Material provided –
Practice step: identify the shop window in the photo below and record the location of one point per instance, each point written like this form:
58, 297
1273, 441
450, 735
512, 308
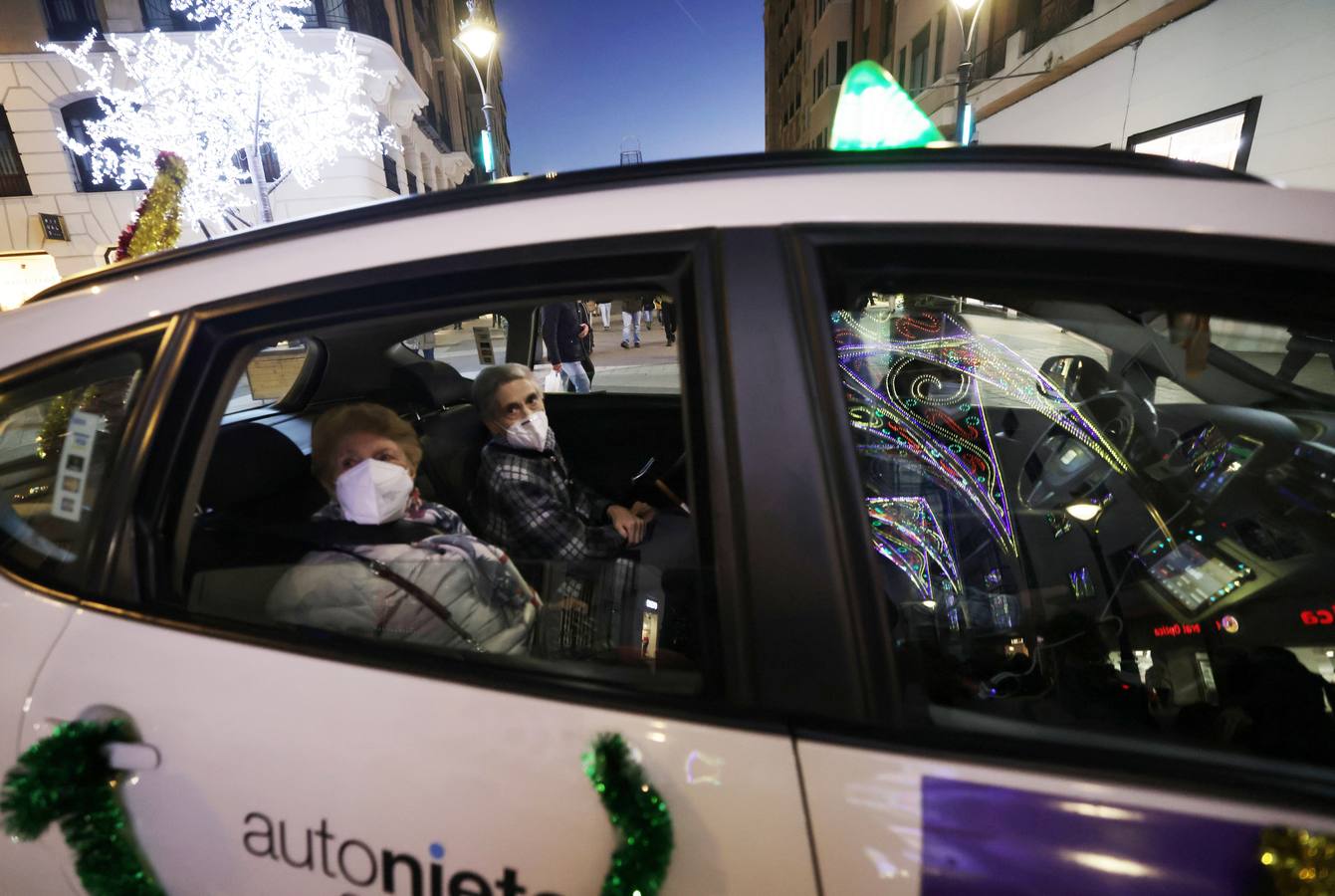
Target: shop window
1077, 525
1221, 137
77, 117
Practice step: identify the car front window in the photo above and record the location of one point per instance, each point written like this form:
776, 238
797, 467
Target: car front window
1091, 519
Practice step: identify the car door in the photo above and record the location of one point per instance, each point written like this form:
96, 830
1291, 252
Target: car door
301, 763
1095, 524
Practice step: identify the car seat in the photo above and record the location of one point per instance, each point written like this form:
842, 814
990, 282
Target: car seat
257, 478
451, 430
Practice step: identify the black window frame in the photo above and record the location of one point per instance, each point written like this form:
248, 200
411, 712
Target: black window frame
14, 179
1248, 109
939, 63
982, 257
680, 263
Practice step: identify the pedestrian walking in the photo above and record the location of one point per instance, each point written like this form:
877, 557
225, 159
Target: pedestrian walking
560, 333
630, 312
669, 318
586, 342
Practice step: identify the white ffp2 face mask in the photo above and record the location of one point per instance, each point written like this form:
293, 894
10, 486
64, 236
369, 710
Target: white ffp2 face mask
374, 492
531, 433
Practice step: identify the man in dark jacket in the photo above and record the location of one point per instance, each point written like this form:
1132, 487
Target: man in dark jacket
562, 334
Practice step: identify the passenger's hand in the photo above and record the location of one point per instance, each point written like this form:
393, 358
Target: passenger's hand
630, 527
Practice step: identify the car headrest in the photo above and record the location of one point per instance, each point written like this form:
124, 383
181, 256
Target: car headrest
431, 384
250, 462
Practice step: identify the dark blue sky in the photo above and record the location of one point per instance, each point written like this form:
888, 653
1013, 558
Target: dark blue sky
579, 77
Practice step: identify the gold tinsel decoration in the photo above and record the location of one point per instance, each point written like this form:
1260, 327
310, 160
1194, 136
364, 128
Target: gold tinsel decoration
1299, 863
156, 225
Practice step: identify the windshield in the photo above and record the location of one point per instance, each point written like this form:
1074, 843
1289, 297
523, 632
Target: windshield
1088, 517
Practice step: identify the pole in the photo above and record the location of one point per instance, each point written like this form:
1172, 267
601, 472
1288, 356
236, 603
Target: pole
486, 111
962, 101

Exercise –
Reproduce all of the entries above word for word, omitting the picture.

Reply to the exercise –
Practice step: identify the shop window in the photo below and record the location of one point per instance, each point written like this form:
58, 297
1273, 441
450, 735
512, 308
Target: shop window
1077, 525
1221, 137
77, 117
Practice step: identify the car front window in the photo above and record the location of one point per instance, each point written like this form:
776, 238
797, 467
Target: car front window
1091, 519
Practice step: identify the car door in the photo above and record the location of one point per instance, each point written like this form:
96, 830
1291, 252
Target: car door
301, 763
1095, 524
Practice step: identify the car seat in the photo above and record the location of one point per instance, each point written like this form:
842, 814
990, 282
Target: car seat
257, 478
451, 430
Practice step: identify the black window frame in the photo above and record the location of one point per instance, each point written like this form:
248, 200
411, 712
Target: black window frame
14, 179
1248, 109
939, 63
982, 257
680, 263
Practice step: identify the pedestrian walking in the photo above and record the location of one point per instance, each point written like this form:
877, 557
225, 159
Target: pedestrian walking
560, 333
630, 312
669, 318
586, 342
Practice step: identify the white ffp2 face mask in the photo above and record the location of one point per instance, each point written like this form:
293, 894
10, 486
64, 236
369, 710
Target: white ffp2 face mask
374, 492
531, 433
Practice step: identify the man in dark jacket in the photo above and record the location of one point per instance, each point written like this form:
1132, 487
Target: man in dark jacket
562, 334
Practice step: identify the passenger's hand in the photo above and record the location of one point per instance, each point written like this form:
393, 358
Target: passenger's hand
630, 527
Practice step: identify the car headrest in the photo above and record the location of one point per instance, each point written like this form:
124, 383
181, 256
Target: car headrest
431, 384
250, 462
Practice step: identify the dark blue sky in the photo above and record the location of one point per instance, each point written like this form:
888, 653
1013, 558
Target: dark blue sky
579, 77
Practice step: identify the gold tinsel decoration in the photo above and record the location of one point per instance, each point written like this form:
1260, 327
310, 160
1194, 136
364, 128
Target: gold tinsel decoration
1299, 863
156, 225
Practice step: identify the windshield in the photo above and record the location of one point per instance, each point written like this form:
1074, 843
1289, 297
523, 632
Target: windshield
1088, 517
Practice step: identify the pole in the photo above and record the location of one point per instance, each point written like this form:
1172, 267
601, 472
1288, 356
236, 603
Target: pole
486, 111
962, 101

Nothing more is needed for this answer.